▸ Goal 1: Swap "open-source" for "free and open" in the post on map-making software, and write out the stretch from "The software libraries" through "leaflet.js JavaScript library.".

--- Start Page ---

NOTE: much of the material and discussion here uses the Python package "folium", which is a front end to the Javascript package "leaflet.js". The lead developer of leaflet.js is Volodymyr Agafonkin, a Ukrainian up until recently living and working in Kyiv.

Leaflet version 1.80 was released on April 18, "in the middle of war", with "air raid sirens sounding outside". See the full statement here.

Stand With Ukraine

(This banner is included here with the kind permission of Mr Agafonkin.) Please consider the Ukrainian people who are suffering under an unjust aggressor, and help them.

The software libraries and data we need

The idea of this post is to give a little insight into how my maps were made. All software is of course open-source, and all data is freely available.

The language used is Python, along with the libraries:

  • Pandas for data manipulation and analysis
  • GeoPandas which adds geospatial capabilities to Pandas
  • folium for map creation - this is basically a Python front-end to creating interactive maps with the powerful leaflet.js JavaScript library.

--- End Page ---
--- Start Data for this task ---

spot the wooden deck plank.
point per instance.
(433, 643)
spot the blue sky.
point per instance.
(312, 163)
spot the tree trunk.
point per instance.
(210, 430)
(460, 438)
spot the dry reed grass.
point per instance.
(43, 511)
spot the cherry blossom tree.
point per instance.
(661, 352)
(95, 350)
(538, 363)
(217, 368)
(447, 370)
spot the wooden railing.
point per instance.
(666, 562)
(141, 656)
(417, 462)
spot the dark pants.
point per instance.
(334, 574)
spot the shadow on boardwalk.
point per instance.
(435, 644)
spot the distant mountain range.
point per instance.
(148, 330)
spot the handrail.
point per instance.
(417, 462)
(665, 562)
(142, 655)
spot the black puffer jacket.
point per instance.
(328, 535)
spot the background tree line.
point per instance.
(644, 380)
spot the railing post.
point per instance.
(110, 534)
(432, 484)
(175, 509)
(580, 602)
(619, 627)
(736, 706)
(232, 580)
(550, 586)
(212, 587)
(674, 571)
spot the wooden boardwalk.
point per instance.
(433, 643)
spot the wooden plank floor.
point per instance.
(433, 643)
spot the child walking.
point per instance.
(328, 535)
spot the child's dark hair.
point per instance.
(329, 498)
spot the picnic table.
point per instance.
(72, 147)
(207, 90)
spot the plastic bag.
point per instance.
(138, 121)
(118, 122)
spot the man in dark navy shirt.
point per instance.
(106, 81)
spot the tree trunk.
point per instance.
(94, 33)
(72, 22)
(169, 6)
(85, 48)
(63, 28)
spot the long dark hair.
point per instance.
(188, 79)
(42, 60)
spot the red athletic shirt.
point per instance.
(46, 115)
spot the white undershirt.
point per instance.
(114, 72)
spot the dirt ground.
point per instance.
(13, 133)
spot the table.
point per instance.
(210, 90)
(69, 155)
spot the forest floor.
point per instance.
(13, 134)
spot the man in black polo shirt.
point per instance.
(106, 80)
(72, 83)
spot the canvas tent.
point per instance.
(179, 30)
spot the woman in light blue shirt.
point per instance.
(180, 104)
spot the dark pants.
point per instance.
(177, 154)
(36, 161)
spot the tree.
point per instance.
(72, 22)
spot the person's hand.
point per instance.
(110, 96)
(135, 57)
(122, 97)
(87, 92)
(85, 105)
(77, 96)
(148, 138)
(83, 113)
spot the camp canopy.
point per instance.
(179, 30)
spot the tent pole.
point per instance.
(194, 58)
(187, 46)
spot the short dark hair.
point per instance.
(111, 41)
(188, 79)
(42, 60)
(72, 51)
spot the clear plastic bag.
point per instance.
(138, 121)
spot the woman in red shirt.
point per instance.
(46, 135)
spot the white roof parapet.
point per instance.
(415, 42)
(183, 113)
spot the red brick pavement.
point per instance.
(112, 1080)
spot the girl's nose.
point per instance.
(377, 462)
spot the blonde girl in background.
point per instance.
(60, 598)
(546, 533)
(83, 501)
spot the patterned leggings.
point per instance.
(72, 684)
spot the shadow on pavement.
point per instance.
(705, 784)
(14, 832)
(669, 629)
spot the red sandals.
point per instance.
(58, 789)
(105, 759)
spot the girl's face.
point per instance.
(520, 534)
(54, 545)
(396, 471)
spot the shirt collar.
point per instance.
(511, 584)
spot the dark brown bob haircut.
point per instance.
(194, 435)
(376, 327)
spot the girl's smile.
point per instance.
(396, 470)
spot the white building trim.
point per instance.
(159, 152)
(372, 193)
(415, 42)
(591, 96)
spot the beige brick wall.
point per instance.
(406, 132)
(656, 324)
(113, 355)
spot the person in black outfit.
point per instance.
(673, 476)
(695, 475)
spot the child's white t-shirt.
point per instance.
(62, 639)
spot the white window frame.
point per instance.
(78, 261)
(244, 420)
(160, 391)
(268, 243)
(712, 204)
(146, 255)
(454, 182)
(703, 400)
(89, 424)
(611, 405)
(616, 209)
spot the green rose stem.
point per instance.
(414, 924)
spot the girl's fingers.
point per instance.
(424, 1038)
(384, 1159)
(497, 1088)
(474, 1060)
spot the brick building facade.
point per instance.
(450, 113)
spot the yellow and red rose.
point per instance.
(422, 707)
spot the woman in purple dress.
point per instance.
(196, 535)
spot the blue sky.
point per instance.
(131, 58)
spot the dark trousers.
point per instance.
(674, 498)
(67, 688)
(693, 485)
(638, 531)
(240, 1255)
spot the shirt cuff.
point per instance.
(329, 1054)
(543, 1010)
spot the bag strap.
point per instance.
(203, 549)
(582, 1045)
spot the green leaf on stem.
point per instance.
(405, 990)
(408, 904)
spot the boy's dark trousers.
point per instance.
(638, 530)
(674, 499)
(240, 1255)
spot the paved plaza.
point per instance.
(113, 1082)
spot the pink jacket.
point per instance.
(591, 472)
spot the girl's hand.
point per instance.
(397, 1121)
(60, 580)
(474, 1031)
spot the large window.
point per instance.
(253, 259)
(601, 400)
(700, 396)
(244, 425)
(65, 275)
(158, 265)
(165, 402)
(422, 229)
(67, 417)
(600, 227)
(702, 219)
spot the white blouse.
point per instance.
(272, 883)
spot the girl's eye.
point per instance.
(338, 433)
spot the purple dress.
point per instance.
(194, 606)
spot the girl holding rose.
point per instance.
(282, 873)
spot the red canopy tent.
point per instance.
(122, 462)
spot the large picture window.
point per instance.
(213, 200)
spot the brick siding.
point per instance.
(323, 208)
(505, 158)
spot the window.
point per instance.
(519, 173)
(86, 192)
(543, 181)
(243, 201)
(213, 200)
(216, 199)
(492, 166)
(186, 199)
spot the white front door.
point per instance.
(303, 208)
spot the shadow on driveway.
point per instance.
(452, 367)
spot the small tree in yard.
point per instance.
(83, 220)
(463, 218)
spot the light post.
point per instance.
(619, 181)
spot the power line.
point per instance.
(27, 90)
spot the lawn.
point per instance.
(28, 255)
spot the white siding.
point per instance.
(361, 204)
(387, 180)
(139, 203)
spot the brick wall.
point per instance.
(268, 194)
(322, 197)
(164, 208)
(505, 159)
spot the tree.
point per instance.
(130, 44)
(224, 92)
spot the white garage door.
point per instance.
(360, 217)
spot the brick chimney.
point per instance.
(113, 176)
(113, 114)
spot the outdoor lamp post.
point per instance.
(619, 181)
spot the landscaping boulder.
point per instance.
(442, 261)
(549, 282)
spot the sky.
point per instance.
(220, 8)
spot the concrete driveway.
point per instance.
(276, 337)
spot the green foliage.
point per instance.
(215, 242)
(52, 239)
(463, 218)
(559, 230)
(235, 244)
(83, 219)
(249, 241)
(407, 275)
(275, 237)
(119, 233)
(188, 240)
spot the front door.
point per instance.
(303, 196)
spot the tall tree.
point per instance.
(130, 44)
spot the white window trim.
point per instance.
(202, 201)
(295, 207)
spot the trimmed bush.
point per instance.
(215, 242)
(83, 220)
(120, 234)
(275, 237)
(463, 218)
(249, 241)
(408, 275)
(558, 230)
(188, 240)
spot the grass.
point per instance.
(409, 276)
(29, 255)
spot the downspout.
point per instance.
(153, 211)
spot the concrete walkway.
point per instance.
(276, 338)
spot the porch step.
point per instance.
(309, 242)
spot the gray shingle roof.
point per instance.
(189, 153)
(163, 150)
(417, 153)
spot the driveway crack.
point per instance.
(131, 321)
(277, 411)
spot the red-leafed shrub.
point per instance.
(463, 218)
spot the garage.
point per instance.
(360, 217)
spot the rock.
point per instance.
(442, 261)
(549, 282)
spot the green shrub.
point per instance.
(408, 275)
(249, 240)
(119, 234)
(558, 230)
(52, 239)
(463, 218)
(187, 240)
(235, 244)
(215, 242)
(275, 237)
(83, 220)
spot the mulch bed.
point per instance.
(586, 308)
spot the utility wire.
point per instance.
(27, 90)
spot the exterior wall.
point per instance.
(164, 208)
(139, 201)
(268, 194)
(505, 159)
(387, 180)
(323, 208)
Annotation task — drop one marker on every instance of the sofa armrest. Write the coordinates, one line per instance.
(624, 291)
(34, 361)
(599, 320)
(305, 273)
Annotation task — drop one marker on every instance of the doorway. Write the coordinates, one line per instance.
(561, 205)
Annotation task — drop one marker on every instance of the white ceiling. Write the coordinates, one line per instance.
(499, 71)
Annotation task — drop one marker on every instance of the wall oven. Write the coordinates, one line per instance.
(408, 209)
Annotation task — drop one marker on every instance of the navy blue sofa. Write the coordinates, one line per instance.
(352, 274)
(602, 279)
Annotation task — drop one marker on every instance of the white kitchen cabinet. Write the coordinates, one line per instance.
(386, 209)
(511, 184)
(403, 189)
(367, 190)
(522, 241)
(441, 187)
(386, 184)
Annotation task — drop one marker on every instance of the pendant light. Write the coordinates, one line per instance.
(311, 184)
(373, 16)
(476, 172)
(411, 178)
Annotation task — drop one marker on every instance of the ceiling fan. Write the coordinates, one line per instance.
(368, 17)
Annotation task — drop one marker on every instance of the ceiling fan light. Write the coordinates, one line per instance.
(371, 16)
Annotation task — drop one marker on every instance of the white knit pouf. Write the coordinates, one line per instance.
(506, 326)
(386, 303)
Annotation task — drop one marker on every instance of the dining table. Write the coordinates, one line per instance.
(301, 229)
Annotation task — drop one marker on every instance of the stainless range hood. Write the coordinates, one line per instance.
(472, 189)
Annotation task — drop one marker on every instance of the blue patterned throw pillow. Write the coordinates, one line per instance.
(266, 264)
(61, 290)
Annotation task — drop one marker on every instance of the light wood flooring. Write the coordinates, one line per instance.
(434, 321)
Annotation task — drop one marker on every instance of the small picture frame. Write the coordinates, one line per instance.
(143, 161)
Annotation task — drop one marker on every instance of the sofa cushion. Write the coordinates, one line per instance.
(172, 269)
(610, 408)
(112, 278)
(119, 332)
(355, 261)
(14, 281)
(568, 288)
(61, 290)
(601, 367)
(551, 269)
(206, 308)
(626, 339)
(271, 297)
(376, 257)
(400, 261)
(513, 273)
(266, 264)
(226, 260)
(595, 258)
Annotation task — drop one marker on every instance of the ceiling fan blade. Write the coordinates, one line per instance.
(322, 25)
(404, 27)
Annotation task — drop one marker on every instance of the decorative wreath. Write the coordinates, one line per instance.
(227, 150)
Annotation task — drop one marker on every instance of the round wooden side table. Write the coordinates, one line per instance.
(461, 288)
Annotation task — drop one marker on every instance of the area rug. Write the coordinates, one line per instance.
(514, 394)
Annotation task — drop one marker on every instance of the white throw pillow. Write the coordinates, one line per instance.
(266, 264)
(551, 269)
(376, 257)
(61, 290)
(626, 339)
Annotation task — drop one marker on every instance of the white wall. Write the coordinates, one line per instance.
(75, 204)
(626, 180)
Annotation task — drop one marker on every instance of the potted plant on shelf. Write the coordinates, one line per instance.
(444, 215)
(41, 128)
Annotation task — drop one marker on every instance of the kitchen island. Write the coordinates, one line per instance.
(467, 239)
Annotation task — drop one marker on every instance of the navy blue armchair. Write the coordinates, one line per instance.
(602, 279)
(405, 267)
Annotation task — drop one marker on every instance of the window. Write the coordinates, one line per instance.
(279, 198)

--- End Data for this task ---

▸ Goal 2: Reproduce only the stretch of rows from the line containing "spot the picnic table." through the line containing "(112, 1080)", requests included, with every answer coordinate decreased by 121.

▸ Solution 1:
The software libraries and data we need

The idea of this post is to give a little insight into how my maps were made. All software is of course free and open, and all data is freely available.

The language used is Python, along with the libraries:

  • Pandas for data manipulation and analysis
  • GeoPandas which adds geospatial capabilities to Pandas
  • folium for map creation - this is basically a Python front-end to creating interactive maps with the powerful leaflet.js JavaScript library.

▸ Solution 2:
spot the picnic table.
point per instance.
(-49, 26)
(86, -31)
spot the plastic bag.
point per instance.
(17, 0)
(-3, 1)
spot the man in dark navy shirt.
point per instance.
(-15, -40)
spot the tree trunk.
point per instance.
(-27, -88)
(-49, -99)
(48, -115)
(-36, -73)
(-58, -93)
spot the long dark hair.
point per instance.
(67, -42)
(-79, -61)
spot the red athletic shirt.
point per instance.
(-75, -6)
spot the white undershirt.
point per instance.
(-7, -49)
spot the dirt ground.
point per instance.
(-108, 12)
spot the table.
point per instance.
(89, -31)
(-52, 34)
spot the forest floor.
point per instance.
(-108, 13)
spot the man in black polo shirt.
point per instance.
(-15, -41)
(-49, -38)
spot the canvas tent.
point per instance.
(58, -91)
spot the woman in light blue shirt.
point per instance.
(59, -17)
spot the dark pants.
point per instance.
(56, 33)
(-85, 40)
spot the tree.
point per instance.
(-49, -99)
spot the person's hand.
point per instance.
(-11, -25)
(14, -64)
(1, -24)
(-34, -29)
(-36, -16)
(-44, -25)
(27, 17)
(-38, -8)
spot the camp canopy.
point per instance.
(58, -91)
spot the tent pole.
point per instance.
(73, -63)
(66, -75)
spot the short dark hair.
point per instance.
(-10, -80)
(67, -42)
(-79, -61)
(-49, -70)
spot the clear plastic bag.
point per instance.
(17, 0)
spot the woman in red shirt.
point per instance.
(-75, 14)
spot the white roof parapet.
point per instance.
(294, -79)
(62, -8)
spot the red brick pavement.
point per instance.
(-9, 959)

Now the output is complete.